>> BEGIN DATA

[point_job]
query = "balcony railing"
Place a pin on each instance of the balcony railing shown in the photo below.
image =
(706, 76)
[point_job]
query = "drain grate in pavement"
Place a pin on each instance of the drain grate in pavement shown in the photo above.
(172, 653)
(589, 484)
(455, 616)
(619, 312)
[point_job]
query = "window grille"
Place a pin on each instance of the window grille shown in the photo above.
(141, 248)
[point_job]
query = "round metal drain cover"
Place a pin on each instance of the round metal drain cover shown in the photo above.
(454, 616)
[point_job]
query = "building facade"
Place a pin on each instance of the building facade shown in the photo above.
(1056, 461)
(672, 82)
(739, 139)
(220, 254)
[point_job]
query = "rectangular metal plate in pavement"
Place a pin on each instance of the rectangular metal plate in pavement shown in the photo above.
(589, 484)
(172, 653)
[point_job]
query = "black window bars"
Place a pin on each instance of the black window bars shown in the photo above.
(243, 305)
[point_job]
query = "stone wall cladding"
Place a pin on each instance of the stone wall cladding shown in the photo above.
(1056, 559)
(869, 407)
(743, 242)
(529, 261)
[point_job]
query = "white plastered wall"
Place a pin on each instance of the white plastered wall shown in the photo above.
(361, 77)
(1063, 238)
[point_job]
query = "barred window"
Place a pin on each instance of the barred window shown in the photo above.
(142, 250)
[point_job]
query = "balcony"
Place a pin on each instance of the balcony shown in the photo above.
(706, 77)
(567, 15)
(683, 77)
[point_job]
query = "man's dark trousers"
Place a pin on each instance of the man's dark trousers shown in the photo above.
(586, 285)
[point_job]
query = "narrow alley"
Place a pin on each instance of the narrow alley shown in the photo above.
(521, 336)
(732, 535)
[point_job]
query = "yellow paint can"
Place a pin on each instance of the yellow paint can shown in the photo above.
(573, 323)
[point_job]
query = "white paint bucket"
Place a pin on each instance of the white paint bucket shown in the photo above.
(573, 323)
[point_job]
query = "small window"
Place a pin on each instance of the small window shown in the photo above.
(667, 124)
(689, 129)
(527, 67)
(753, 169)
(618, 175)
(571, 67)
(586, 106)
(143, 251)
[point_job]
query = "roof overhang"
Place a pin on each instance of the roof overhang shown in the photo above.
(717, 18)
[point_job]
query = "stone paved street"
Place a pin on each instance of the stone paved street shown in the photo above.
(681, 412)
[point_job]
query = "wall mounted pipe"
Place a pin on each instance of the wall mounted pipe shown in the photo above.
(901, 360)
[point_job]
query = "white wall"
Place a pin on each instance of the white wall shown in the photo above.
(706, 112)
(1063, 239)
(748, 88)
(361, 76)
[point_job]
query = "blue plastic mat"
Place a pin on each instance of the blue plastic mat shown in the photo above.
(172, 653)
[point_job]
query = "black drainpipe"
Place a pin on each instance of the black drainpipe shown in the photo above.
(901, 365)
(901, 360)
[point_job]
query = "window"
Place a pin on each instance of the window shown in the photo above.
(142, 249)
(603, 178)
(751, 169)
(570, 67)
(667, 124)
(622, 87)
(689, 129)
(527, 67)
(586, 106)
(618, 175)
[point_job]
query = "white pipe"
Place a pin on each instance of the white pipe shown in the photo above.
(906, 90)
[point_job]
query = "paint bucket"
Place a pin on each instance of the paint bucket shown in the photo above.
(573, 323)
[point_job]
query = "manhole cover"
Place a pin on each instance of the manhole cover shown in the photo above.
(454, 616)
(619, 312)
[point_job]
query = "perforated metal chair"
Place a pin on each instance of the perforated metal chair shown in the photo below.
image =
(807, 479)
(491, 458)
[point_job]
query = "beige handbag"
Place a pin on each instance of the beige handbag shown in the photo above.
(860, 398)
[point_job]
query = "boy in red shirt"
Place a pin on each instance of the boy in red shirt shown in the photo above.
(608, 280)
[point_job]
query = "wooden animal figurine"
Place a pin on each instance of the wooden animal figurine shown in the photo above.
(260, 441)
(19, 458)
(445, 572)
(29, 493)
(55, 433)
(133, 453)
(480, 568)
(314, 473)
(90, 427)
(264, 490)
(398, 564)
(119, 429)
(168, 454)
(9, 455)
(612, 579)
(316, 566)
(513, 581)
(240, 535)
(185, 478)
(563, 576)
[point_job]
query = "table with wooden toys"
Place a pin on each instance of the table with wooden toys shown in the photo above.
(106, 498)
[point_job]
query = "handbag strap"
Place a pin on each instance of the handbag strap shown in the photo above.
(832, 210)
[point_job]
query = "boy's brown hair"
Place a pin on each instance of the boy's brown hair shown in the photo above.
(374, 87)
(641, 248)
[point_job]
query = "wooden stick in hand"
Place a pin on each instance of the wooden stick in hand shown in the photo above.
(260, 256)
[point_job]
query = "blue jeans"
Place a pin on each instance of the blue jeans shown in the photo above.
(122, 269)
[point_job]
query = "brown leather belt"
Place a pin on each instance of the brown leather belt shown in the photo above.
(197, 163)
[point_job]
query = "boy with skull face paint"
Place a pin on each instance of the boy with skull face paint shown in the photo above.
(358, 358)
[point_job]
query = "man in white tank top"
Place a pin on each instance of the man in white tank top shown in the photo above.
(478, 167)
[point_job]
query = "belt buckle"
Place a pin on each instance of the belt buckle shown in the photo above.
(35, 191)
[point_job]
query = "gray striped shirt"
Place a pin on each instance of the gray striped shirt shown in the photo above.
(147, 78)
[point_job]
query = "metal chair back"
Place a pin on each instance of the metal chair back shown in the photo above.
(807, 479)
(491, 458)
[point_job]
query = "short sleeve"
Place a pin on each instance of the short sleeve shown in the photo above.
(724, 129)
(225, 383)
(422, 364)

>> END DATA

* _STATED EXERCISE_
Please repeat the material above, word for word and in full.

* _FULL ANSWER_
[point_job]
query = "balcony railing"
Place a pin on each instance of the balcony railing shown in the photo below.
image =
(706, 76)
[point_job]
query = "drain grate in pavement"
Place a pin on each instance of the drain grate in pavement shown in the photo above.
(172, 653)
(589, 484)
(455, 616)
(619, 312)
[point_job]
query = "window grille"
Place a pin on each instance of the window grille shown in the photo above.
(141, 248)
[point_job]
query = "round metal drain cover"
Place a pin on each instance of the round metal drain cover shown in the photo above.
(454, 616)
[point_job]
query = "building facade"
Place a pin on each instance of the building facade shown in the photo above.
(1056, 461)
(672, 82)
(739, 139)
(220, 254)
[point_job]
query = "rectangular metal plate in pavement"
Place a pin on each instance of the rectangular metal plate in pavement shown in the photo above.
(589, 484)
(172, 653)
[point_job]
query = "black window bars"
Place a pin on each instance of the black window bars shown in the photo above.
(243, 305)
[point_job]
query = "stone wall cladding"
Place a pin on each instance of the stone wall cladding shown in the photo above.
(1056, 559)
(869, 407)
(743, 242)
(529, 261)
[point_job]
query = "white plastered wall"
Place a pin on each instance of the white plastered wall shown in the photo above.
(361, 77)
(1063, 238)
[point_job]
query = "barred window"
Place a pin on each instance of the barred window shown in the photo above.
(142, 250)
[point_job]
query = "balcony"
Place a pin on each instance of the balcony shown in the photo above.
(706, 77)
(567, 15)
(683, 77)
[point_job]
query = "man's dark trousers"
Place a pin on each instance of the man's dark trousers shown in the photo above.
(586, 285)
[point_job]
query = "narrow alley"
Place a pin on each instance of the narrow alley shown in the photo above.
(521, 336)
(732, 535)
[point_job]
query = "yellow paint can"
Place a pin on each instance of the yellow paint can shown in the photo above.
(573, 323)
[point_job]
query = "white paint bucket"
Place a pin on each instance of the white paint bucket shown in the photo above.
(573, 323)
[point_job]
query = "small window"
Place a pin on each instance of the small window shown in the photo above.
(667, 124)
(689, 129)
(527, 67)
(753, 169)
(618, 175)
(571, 67)
(586, 106)
(143, 251)
[point_job]
query = "roof overhang"
Place a pin on each instance of the roof overhang shown in the photo above.
(717, 18)
[point_job]
query = "stone paved street"
Place a pin on each instance of the stone paved street shown in the photo above.
(681, 412)
[point_job]
query = "wall mounted pipe"
Place a pin on each instance of the wall mounted pipe shown in the photo above.
(901, 360)
[point_job]
query = "white wall"
Place a pin on each instance of the white wall shown in the photo above.
(706, 112)
(1063, 239)
(748, 88)
(361, 76)
[point_job]
query = "blue plastic mat"
Place a pin on each instance of the blue plastic mat shown in the photo above.
(172, 653)
[point_job]
query = "black drainpipe"
Place a pin on each instance of the black drainpipe shown in the photo above.
(901, 365)
(901, 360)
[point_job]
query = "window"
Place a pin on each instance of the window shown in the photo above.
(142, 249)
(603, 178)
(751, 169)
(570, 67)
(667, 124)
(622, 87)
(689, 129)
(527, 67)
(586, 106)
(618, 175)
[point_job]
query = "white pipe"
Place a pin on each instance of the white pipe shown in the photo above.
(906, 90)
[point_job]
query = "paint bucket"
Place a pin on each instance of the paint bucket shown in the photo above.
(573, 323)
[point_job]
query = "manhole cover"
Place a pin on each instance of the manhole cover shown in the photo above.
(454, 616)
(619, 312)
[point_job]
query = "perforated metal chair"
Place a pin on each instance of the perforated metal chair shown in the photo below.
image =
(807, 479)
(491, 458)
[point_job]
query = "beige handbag"
Place a pin on each instance of the beige handbag shown in the photo above.
(860, 398)
[point_job]
query = "boy in red shirt"
Place a pin on each instance of the boy in red shirt shown in the photo above.
(608, 280)
[point_job]
query = "wooden animal figurine"
Place a pin on each instance of the wooden animal figurine shown in the photo above.
(260, 441)
(19, 458)
(445, 572)
(29, 493)
(55, 433)
(133, 453)
(480, 568)
(314, 473)
(90, 427)
(264, 490)
(398, 564)
(119, 429)
(168, 454)
(9, 455)
(612, 579)
(316, 566)
(513, 581)
(240, 535)
(185, 478)
(563, 576)
[point_job]
query = "table with wooden toys"
Place a pin on each instance of the table with wooden toys shown in the photo above.
(106, 498)
[point_job]
query = "handbag strap"
Place a pin on each instance of the handbag strap shown in the photo above.
(832, 210)
[point_job]
query = "boy's brown hair"
Place a pin on each instance of the boy's brown hair shown in the photo above.
(374, 87)
(641, 248)
[point_job]
query = "wooden stick in hand"
Place a pin on each instance of the wooden stick in hand shown in the photo above.
(260, 256)
[point_job]
query = "blue jeans"
Place a pin on each instance of the blue jeans shown in the photo above.
(122, 269)
[point_job]
query = "brown leather belt"
Place a pin on each instance of the brown leather belt shown in the photo above.
(197, 163)
[point_job]
query = "boy with skull face paint"
Place a pin on each instance of the boy with skull face paint shown in the photo above.
(358, 358)
[point_job]
query = "man in white tank top"
Place a pin on each instance of the man in white tank top shown in the photo above.
(478, 167)
[point_job]
query = "belt buckle"
Place a pin on each instance of the belt buckle shown in the photo above.
(35, 191)
[point_job]
query = "gray striped shirt"
Place a pin on each instance of the gray striped shirt shown in the photo above.
(147, 78)
[point_job]
query = "metal chair back"
Place a pin on each instance of the metal chair back shown in the photo above.
(807, 479)
(491, 458)
[point_job]
query = "short sleeve"
Place a pin on each instance of the short sleeve shown in the photo above.
(724, 129)
(225, 383)
(422, 364)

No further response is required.